Where the listing below has a line containing "of the bowl", output that line and all lines after it, verbatim, and no others.

---- DATA FOR PROCESSING

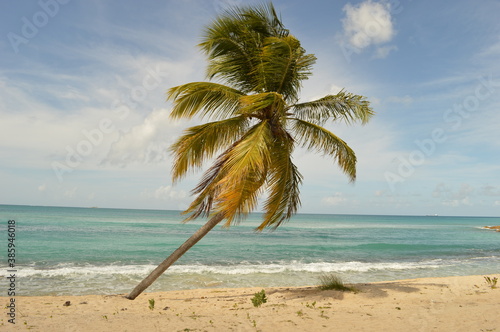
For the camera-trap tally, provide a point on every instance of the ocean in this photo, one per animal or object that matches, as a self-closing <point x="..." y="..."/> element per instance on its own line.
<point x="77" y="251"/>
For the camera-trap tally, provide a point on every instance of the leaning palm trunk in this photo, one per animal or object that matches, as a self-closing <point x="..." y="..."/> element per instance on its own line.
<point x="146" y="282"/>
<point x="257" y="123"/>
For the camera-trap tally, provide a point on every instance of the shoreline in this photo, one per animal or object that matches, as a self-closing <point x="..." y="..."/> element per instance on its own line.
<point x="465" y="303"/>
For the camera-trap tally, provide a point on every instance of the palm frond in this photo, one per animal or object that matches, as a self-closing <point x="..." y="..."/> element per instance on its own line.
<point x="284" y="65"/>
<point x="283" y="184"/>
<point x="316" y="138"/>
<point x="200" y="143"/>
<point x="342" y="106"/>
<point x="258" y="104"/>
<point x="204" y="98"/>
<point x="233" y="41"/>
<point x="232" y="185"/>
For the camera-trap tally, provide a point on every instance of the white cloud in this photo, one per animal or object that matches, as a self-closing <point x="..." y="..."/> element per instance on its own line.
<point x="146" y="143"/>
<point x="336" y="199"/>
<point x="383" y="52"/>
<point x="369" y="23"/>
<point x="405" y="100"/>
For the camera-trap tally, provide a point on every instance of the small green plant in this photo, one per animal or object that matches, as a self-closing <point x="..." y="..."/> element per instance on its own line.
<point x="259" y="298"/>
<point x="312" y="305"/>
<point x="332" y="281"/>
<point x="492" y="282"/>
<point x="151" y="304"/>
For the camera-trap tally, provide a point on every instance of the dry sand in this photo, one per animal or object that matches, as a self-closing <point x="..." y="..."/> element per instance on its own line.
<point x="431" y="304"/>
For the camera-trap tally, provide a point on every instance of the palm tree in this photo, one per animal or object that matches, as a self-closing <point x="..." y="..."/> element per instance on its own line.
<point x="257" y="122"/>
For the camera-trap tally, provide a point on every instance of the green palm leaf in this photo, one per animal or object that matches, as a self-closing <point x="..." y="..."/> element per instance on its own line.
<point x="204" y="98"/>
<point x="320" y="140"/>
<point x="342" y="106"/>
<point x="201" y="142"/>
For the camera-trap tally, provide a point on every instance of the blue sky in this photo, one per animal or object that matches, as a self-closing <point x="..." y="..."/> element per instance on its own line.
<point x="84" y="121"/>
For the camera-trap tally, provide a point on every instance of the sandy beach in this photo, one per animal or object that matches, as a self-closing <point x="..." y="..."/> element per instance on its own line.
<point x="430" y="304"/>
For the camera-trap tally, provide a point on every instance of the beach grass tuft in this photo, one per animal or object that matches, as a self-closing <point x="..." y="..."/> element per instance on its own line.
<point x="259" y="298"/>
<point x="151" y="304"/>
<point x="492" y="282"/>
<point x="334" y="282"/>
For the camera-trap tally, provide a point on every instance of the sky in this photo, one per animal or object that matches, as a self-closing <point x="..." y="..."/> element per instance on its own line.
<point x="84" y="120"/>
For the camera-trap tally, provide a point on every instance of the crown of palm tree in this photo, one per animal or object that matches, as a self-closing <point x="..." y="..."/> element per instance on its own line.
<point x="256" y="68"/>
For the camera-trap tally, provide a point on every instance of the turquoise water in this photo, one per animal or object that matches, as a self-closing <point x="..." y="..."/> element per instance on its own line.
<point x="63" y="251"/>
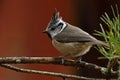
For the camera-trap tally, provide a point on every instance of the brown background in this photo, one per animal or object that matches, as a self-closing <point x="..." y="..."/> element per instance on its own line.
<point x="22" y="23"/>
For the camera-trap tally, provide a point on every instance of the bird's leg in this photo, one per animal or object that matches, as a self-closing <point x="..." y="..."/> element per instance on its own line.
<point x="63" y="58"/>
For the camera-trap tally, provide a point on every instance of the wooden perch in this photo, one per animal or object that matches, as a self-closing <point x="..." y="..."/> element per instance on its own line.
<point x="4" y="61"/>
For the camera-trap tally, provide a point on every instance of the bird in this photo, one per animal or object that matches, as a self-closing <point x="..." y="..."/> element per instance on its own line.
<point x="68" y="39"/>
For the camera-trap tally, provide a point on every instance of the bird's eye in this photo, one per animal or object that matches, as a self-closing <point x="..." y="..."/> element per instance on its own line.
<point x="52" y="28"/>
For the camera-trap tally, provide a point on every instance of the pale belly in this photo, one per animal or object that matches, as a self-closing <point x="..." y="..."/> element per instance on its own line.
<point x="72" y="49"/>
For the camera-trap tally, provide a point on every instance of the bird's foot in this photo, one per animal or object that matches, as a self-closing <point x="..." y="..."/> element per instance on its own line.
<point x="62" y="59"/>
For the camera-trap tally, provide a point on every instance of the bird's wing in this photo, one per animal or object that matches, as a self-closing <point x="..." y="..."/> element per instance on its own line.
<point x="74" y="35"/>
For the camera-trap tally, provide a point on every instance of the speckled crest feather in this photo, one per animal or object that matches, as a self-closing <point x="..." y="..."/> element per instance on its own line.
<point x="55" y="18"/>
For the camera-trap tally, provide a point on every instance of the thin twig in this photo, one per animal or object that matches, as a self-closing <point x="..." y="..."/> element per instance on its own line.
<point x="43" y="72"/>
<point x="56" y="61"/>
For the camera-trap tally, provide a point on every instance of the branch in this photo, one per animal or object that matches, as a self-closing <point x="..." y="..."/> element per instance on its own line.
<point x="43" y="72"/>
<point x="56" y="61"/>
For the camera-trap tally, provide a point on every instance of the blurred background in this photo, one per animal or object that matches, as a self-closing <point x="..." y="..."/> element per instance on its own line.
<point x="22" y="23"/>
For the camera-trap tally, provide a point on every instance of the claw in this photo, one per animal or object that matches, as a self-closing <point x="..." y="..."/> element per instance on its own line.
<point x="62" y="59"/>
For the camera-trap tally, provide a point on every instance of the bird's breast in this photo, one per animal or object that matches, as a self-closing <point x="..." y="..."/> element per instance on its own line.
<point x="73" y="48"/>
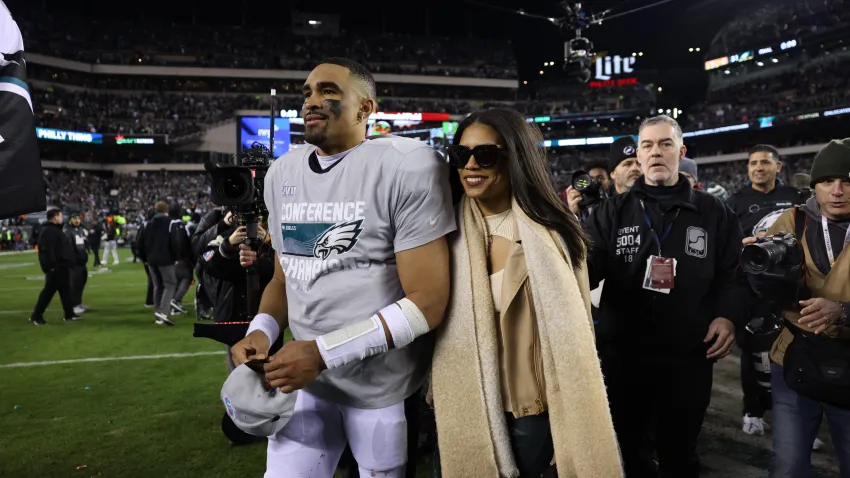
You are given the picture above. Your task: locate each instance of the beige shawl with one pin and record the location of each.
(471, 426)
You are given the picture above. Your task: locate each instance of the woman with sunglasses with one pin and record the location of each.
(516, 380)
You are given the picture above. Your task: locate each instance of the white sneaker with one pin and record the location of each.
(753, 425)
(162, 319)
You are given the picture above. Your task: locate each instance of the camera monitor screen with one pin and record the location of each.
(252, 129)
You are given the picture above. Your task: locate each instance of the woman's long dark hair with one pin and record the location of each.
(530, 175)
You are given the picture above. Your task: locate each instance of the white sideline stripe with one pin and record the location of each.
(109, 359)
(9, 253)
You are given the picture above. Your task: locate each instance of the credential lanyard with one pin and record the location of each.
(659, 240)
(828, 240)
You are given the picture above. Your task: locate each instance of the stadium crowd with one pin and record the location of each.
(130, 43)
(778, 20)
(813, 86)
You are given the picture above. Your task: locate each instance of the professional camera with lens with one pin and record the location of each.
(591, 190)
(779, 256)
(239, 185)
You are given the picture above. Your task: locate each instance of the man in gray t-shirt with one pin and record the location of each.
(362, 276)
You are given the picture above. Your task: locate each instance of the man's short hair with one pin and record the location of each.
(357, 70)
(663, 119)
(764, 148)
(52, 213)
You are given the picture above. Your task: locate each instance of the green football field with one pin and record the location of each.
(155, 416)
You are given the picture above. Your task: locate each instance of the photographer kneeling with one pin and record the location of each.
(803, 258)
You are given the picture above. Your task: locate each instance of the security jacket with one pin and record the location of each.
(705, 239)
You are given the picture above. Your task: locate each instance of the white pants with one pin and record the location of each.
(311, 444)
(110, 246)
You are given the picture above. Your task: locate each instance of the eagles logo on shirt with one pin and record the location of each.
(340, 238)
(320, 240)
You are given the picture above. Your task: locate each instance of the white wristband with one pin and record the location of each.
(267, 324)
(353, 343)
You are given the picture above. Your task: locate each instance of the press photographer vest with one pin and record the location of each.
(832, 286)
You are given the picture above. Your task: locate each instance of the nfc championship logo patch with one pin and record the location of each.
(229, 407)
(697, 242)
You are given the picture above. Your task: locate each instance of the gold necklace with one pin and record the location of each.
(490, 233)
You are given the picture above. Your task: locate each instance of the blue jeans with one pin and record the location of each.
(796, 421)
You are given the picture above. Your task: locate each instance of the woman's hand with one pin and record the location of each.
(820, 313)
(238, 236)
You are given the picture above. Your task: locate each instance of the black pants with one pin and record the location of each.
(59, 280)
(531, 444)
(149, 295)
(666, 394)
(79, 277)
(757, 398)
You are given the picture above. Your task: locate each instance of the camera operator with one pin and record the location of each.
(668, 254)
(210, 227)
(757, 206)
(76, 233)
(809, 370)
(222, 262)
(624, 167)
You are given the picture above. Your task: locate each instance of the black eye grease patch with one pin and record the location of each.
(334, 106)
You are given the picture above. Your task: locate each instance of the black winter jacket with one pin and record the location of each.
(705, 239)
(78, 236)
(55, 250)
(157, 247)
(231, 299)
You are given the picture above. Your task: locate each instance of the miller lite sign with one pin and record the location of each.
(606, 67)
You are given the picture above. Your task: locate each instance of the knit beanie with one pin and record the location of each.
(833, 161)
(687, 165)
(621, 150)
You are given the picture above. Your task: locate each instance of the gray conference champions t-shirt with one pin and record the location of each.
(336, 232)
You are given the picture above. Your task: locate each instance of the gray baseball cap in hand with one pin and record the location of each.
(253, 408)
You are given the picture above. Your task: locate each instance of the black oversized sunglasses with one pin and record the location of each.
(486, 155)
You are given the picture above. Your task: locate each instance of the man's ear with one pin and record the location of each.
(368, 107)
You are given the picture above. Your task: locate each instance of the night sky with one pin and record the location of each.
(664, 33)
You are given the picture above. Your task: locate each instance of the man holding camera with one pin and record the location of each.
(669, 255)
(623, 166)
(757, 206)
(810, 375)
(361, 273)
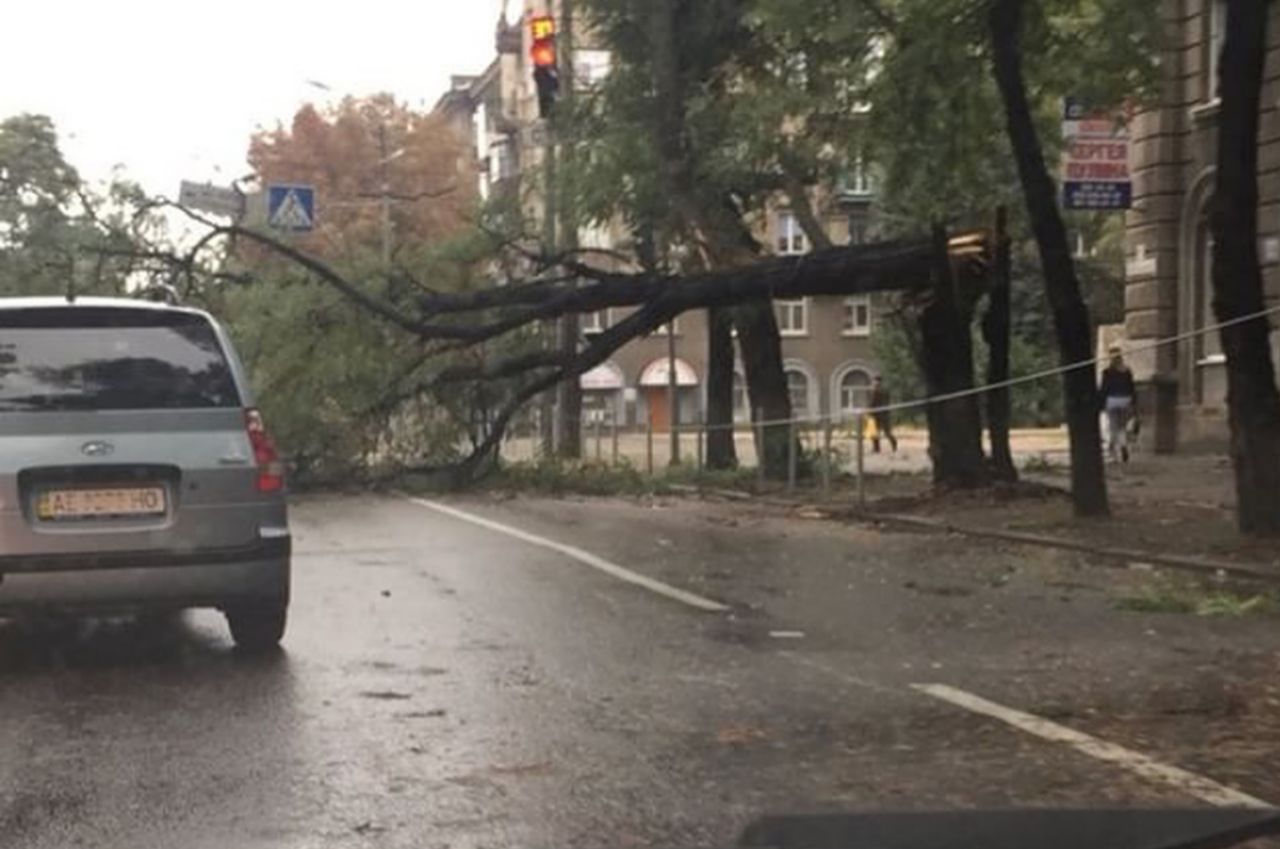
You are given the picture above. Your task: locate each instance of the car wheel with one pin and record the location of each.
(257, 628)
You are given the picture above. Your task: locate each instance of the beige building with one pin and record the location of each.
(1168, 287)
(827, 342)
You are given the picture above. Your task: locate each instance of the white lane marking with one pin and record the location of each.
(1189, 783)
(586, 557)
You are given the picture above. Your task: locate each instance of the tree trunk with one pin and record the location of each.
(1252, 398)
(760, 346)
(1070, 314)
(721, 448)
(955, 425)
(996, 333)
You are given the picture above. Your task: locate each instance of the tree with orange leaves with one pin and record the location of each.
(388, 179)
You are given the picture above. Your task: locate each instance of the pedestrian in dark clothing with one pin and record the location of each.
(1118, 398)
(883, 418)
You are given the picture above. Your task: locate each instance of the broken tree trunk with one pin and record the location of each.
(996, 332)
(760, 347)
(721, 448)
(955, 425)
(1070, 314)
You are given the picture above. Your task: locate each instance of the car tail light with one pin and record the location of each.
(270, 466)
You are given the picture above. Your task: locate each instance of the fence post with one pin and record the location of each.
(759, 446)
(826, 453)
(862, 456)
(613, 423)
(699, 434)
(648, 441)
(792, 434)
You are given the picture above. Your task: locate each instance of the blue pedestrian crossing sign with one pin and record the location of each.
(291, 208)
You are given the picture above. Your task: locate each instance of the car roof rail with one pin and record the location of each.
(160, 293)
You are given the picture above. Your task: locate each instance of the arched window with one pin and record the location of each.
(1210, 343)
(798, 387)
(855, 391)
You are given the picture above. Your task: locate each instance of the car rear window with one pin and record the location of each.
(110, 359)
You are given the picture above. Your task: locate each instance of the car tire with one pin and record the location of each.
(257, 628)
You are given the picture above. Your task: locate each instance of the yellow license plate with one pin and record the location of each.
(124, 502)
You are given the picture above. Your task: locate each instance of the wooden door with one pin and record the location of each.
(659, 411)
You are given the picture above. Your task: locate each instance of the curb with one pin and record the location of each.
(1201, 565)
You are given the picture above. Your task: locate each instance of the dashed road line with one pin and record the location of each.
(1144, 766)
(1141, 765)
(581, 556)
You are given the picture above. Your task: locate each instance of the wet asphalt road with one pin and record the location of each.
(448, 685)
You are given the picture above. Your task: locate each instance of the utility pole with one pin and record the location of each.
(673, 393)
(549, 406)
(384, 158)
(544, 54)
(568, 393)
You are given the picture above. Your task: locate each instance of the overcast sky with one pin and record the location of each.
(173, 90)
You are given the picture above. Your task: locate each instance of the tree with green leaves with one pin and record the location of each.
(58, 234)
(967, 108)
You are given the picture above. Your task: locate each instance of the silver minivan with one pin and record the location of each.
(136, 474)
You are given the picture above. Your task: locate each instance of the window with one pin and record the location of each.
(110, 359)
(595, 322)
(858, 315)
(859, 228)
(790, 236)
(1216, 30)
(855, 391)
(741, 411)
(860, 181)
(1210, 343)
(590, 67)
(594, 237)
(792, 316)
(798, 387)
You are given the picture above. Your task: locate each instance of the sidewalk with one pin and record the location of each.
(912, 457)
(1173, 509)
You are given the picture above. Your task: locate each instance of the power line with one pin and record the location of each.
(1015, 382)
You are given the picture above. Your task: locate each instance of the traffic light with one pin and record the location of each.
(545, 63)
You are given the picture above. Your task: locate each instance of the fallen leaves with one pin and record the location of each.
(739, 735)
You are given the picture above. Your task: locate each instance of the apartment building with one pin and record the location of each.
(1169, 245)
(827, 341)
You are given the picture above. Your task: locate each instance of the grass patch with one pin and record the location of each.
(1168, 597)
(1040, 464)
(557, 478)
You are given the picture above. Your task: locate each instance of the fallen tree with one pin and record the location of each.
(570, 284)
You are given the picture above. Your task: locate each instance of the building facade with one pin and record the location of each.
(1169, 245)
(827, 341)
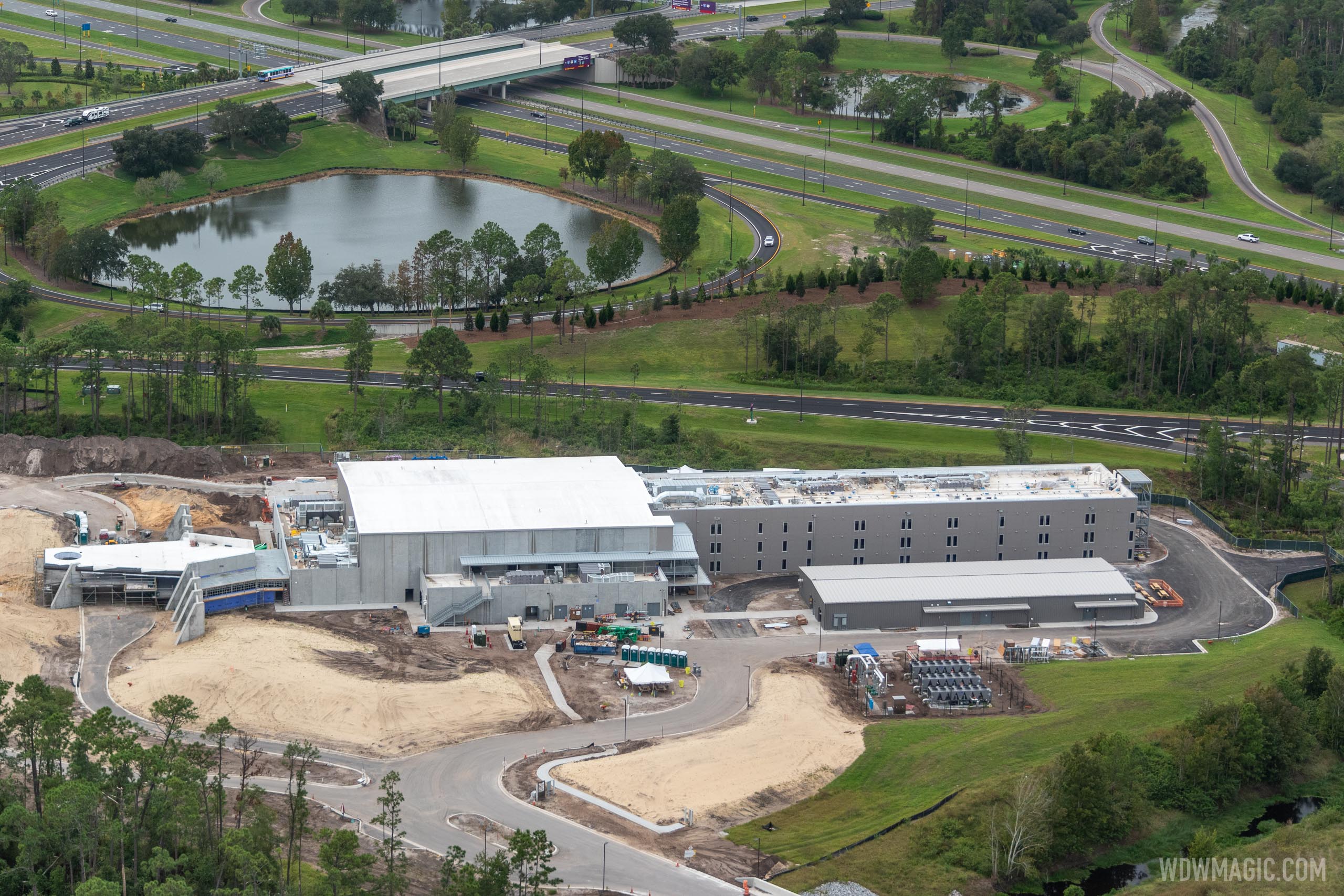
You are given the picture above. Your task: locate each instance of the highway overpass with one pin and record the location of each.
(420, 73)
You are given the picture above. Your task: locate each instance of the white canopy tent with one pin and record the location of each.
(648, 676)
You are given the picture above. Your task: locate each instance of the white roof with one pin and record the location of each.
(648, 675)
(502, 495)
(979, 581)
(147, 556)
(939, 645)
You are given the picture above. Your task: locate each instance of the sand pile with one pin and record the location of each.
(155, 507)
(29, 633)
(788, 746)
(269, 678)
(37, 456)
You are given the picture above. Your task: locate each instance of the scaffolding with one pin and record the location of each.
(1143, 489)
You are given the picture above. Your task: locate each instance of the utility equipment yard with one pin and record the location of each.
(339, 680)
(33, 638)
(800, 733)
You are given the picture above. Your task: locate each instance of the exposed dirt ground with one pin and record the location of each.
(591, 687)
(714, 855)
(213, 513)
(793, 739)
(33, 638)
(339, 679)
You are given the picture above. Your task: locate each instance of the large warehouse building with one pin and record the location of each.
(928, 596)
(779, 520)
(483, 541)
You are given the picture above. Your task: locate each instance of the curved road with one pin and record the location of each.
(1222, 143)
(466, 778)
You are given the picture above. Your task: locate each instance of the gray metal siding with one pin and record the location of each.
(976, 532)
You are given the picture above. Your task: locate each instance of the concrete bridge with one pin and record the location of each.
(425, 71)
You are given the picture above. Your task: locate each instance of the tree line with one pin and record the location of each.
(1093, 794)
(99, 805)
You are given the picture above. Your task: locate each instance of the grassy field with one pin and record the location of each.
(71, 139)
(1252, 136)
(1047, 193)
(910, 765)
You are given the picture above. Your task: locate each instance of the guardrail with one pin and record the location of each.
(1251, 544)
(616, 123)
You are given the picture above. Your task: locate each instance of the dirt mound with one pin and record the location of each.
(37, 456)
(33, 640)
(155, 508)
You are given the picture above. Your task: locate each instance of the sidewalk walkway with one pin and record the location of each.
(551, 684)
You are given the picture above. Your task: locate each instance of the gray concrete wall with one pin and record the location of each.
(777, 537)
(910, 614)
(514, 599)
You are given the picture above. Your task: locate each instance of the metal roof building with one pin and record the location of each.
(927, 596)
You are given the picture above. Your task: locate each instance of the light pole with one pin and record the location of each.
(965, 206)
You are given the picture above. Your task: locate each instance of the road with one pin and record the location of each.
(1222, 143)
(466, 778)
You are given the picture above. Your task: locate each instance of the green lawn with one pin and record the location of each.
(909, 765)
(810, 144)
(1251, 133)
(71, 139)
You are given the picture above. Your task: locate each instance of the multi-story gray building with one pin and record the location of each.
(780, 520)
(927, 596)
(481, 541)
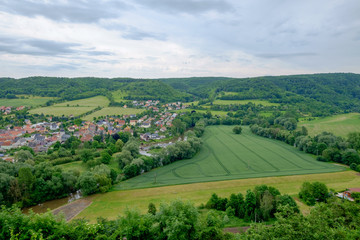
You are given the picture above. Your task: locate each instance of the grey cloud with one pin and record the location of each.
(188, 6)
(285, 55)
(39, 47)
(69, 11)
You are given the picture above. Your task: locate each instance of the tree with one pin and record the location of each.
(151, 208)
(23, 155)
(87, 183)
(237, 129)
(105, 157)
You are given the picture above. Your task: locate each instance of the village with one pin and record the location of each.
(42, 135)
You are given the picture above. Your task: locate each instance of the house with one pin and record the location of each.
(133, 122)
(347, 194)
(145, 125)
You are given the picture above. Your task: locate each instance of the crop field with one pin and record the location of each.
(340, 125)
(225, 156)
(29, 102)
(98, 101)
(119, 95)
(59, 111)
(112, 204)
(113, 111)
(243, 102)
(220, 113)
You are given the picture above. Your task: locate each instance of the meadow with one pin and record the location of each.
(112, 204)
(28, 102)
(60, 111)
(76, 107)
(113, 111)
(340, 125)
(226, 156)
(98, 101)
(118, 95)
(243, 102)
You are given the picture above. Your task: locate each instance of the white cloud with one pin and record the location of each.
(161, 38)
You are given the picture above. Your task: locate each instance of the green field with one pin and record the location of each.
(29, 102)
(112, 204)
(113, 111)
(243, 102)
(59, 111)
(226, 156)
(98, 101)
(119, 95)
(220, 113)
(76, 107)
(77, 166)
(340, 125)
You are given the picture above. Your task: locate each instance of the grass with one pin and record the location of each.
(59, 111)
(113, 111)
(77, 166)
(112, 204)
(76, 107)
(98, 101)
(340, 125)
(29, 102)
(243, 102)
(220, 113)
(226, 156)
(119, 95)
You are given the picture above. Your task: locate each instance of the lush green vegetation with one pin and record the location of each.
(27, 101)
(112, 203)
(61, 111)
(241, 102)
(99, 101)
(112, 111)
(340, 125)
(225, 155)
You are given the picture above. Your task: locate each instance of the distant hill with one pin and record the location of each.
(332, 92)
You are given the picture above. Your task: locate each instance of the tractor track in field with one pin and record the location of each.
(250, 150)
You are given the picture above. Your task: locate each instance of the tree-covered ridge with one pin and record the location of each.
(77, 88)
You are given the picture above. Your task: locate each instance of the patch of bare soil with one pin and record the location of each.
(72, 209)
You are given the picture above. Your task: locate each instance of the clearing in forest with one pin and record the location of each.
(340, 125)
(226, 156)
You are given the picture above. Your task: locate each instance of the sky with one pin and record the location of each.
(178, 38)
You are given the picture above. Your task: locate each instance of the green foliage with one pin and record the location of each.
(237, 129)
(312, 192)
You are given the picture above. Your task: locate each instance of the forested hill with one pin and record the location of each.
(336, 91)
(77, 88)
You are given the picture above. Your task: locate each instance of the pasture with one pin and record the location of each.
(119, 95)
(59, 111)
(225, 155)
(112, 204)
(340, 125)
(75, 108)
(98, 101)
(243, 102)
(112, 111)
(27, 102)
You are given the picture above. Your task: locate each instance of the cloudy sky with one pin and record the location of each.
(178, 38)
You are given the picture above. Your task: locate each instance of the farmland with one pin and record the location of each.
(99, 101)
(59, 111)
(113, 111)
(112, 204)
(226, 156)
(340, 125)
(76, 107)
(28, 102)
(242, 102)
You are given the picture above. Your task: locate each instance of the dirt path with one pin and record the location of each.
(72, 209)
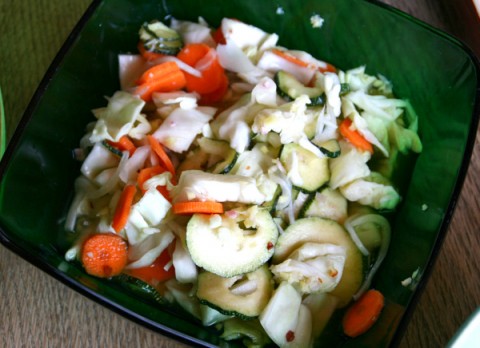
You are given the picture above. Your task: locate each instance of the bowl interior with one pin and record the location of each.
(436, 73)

--------

◆ **TASK OUTPUT**
You are given the picture above. Your task: locate each instance of the bowl interior with one pin and record the location of each.
(436, 73)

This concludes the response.